» Data supplied:
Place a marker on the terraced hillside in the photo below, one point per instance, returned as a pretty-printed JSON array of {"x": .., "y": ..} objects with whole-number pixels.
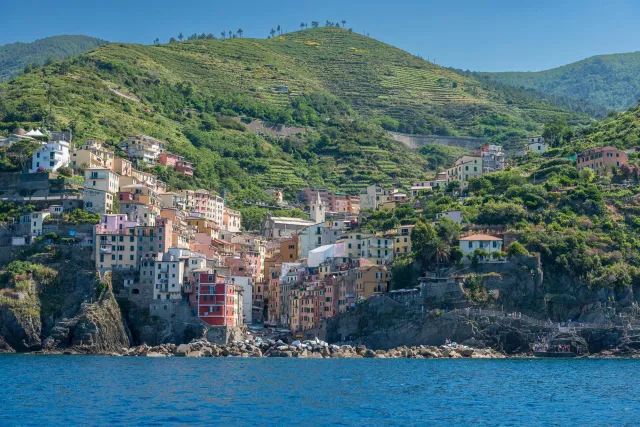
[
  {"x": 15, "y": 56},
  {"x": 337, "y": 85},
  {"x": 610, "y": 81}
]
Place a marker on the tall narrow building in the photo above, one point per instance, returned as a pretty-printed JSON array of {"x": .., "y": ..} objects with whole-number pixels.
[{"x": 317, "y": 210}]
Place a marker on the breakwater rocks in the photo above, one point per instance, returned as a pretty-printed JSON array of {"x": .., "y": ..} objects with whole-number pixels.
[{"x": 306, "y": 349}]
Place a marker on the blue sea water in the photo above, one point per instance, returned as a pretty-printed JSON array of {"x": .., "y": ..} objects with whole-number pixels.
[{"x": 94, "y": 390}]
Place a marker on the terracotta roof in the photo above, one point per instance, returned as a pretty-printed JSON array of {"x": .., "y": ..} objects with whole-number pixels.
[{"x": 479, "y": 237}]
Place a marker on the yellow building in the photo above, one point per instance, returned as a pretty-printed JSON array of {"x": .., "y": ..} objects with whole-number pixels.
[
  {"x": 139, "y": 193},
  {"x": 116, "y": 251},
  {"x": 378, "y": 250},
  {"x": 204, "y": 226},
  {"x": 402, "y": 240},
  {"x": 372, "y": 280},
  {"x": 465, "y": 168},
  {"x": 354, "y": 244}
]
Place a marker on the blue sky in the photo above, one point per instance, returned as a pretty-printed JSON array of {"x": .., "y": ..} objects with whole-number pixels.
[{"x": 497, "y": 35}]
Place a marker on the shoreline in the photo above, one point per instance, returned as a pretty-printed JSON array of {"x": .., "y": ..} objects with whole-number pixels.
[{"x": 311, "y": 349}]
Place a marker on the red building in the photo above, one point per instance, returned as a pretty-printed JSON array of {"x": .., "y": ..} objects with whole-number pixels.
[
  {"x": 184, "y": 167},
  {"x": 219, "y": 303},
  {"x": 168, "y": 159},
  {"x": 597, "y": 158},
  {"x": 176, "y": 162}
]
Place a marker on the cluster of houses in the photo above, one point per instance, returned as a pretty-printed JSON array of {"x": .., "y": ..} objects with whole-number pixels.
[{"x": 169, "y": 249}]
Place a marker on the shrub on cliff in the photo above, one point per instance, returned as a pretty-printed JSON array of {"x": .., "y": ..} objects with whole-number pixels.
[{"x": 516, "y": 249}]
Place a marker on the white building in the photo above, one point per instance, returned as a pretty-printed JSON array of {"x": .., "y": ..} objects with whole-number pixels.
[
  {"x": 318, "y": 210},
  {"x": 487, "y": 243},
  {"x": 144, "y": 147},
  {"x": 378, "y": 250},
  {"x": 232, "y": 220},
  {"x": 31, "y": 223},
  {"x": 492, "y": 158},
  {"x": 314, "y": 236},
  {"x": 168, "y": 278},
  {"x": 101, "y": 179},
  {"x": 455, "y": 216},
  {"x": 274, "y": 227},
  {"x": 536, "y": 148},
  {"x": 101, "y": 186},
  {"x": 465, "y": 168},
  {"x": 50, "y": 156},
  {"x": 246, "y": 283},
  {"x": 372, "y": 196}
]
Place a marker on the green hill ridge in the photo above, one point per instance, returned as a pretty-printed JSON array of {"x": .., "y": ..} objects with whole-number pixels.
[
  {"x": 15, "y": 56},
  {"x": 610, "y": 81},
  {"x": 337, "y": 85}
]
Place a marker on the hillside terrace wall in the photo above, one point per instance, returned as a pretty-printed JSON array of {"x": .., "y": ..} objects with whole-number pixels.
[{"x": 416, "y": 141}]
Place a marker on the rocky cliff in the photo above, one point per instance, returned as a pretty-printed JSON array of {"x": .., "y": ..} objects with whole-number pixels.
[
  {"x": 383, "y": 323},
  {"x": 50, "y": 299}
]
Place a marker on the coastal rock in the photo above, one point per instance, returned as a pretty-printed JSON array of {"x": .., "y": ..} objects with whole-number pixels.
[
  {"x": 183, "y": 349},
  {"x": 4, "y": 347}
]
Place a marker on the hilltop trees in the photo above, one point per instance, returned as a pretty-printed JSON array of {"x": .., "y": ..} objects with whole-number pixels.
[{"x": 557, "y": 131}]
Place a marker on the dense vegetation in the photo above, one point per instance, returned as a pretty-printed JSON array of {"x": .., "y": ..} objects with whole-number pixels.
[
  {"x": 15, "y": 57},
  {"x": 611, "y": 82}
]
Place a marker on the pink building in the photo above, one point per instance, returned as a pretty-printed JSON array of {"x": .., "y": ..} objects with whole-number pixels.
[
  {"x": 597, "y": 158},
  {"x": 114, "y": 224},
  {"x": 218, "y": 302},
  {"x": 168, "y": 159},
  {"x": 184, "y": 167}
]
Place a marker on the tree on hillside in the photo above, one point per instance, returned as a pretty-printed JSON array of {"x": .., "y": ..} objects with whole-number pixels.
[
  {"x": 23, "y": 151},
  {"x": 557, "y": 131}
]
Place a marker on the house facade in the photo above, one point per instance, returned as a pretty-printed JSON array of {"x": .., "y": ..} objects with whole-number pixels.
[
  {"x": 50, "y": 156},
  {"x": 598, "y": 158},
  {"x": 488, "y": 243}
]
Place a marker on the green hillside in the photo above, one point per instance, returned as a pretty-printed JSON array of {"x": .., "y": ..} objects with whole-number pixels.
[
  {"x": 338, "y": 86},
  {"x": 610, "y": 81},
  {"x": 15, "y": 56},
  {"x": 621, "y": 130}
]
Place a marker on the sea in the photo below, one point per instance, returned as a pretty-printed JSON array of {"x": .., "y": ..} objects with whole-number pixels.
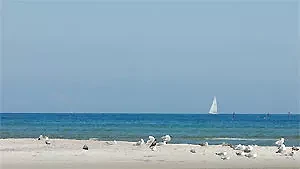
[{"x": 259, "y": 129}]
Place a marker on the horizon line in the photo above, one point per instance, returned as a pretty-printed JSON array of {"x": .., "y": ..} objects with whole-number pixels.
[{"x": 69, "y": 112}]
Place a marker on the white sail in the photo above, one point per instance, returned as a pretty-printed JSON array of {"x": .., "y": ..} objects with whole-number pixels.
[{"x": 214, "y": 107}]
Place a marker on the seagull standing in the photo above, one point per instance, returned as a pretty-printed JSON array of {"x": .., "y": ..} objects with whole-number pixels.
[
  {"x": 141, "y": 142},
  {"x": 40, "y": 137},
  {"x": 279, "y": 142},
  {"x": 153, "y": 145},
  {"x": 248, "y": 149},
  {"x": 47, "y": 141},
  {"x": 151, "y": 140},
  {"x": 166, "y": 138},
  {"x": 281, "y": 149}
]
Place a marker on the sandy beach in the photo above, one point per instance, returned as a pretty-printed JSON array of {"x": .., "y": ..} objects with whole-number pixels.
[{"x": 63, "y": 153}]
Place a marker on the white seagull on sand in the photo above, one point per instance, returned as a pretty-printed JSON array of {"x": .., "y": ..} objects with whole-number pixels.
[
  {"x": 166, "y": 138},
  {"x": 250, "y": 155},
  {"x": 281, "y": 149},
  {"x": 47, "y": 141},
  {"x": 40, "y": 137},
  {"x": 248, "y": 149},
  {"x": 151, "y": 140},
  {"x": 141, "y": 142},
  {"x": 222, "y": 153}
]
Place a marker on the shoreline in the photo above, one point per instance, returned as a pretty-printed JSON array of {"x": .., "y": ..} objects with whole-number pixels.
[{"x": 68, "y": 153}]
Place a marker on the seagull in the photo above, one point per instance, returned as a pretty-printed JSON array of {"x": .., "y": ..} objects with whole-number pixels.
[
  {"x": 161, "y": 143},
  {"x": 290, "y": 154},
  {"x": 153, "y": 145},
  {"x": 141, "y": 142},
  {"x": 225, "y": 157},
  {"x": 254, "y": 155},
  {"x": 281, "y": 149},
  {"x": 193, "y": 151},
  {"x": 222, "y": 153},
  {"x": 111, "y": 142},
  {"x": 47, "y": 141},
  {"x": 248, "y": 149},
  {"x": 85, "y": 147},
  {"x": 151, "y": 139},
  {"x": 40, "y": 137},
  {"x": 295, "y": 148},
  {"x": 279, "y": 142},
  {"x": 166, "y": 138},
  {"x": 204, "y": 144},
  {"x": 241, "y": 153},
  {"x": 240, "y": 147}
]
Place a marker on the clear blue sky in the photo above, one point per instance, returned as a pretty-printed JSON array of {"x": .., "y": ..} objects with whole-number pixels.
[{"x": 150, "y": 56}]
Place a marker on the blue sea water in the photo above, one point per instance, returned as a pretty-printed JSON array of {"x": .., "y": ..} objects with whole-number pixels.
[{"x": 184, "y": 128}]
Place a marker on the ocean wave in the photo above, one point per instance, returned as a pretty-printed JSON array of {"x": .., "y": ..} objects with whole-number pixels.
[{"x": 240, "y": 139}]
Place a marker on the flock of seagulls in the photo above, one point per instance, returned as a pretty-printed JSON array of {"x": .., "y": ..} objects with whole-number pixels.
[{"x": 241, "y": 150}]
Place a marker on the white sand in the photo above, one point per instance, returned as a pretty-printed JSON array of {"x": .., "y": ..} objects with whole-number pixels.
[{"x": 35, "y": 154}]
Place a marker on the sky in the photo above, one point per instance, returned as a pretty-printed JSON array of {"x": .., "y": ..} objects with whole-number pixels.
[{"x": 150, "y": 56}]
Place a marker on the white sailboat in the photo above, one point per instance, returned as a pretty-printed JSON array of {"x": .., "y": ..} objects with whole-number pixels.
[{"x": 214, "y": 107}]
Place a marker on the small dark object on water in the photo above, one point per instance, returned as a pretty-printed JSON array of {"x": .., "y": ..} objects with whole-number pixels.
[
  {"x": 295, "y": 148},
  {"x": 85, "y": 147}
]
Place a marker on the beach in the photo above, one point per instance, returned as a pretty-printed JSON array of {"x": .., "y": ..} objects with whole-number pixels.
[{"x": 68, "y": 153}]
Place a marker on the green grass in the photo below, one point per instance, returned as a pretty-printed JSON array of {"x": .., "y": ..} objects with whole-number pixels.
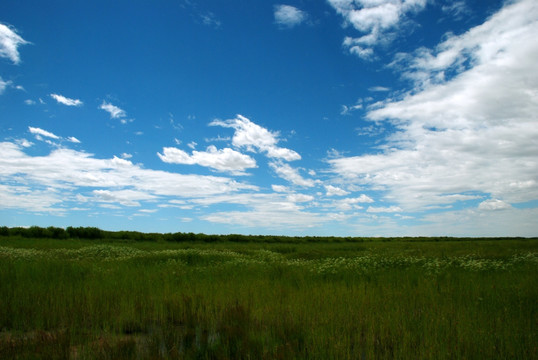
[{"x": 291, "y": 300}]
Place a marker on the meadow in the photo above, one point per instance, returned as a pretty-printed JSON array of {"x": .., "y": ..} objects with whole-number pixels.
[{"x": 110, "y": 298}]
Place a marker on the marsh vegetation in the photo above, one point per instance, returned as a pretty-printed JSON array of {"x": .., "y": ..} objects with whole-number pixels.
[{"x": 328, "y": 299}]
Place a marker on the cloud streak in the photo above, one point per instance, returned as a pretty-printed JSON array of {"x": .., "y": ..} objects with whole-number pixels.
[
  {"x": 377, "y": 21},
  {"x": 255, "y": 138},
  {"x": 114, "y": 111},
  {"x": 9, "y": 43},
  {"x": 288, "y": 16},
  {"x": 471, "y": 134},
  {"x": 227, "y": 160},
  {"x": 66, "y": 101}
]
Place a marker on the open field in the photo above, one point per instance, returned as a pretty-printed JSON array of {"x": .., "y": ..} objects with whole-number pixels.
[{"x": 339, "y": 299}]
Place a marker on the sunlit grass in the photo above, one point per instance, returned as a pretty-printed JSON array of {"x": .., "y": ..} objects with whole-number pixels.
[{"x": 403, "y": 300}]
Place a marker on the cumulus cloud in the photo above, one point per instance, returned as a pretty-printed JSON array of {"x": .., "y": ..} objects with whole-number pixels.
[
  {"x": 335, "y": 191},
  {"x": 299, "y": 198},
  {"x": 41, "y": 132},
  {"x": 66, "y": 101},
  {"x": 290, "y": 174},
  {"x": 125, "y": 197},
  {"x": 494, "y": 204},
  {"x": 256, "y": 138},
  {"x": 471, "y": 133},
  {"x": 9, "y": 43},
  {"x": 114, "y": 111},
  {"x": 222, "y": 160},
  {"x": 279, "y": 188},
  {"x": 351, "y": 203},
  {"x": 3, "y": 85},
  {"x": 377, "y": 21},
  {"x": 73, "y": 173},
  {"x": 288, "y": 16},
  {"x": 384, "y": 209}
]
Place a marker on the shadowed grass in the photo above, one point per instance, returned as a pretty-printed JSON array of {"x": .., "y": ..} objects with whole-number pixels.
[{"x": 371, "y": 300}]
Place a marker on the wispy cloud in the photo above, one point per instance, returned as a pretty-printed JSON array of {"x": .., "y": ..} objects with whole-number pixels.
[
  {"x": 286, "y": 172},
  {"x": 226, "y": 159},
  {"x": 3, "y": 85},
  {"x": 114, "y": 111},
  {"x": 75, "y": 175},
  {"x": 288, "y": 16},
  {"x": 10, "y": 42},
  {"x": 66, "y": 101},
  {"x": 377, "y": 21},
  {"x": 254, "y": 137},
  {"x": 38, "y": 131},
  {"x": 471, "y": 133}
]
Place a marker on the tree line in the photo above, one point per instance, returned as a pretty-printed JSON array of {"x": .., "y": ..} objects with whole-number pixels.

» Required task:
Copy out the part of the entries that opens with the line containing "Place a marker on the open" and runs through the end of the entries, both ends included.

» Solution:
Place a marker on the open field in the photo above, one point per instance, returned as a pretty-printed JSON array of {"x": .., "y": ..} objects with whole-number pixels.
[{"x": 339, "y": 299}]
Place a marker on the sunlit grass in the photo above, one point per instance, returned as a pretty-printed JSON array of {"x": .., "y": ..} objects with whole-number pixels.
[{"x": 403, "y": 300}]
Place a marker on the cumulus cloud in the photo above, one point per instance, returned as a pretty-printed JSON array of {"x": .., "y": ..} objects with whole-number pixels.
[
  {"x": 335, "y": 191},
  {"x": 299, "y": 198},
  {"x": 41, "y": 132},
  {"x": 66, "y": 101},
  {"x": 290, "y": 174},
  {"x": 125, "y": 197},
  {"x": 494, "y": 204},
  {"x": 256, "y": 138},
  {"x": 471, "y": 133},
  {"x": 9, "y": 43},
  {"x": 114, "y": 111},
  {"x": 222, "y": 160},
  {"x": 279, "y": 188},
  {"x": 351, "y": 203},
  {"x": 3, "y": 85},
  {"x": 377, "y": 21},
  {"x": 73, "y": 173},
  {"x": 288, "y": 16},
  {"x": 384, "y": 209}
]
Place a marker on the shadowed grass in the photo above, one point per instance, returned as a pretty-printed JSON array of {"x": .., "y": ..} objects with whole-number pixels.
[{"x": 371, "y": 300}]
Place a marker on the wispy cloud in the photo above, one point per instance, returned as a pretty-printed JSON array of {"x": .., "y": ..} objects with whole-number pixels.
[
  {"x": 286, "y": 172},
  {"x": 226, "y": 159},
  {"x": 3, "y": 85},
  {"x": 114, "y": 111},
  {"x": 75, "y": 175},
  {"x": 288, "y": 16},
  {"x": 10, "y": 42},
  {"x": 66, "y": 101},
  {"x": 377, "y": 21},
  {"x": 254, "y": 137},
  {"x": 38, "y": 131},
  {"x": 471, "y": 133}
]
Place a marker on the tree line in the photo above, one point per instance, returned as a pretty-printed JSON array of {"x": .., "y": ..} objects with whole-number pixels.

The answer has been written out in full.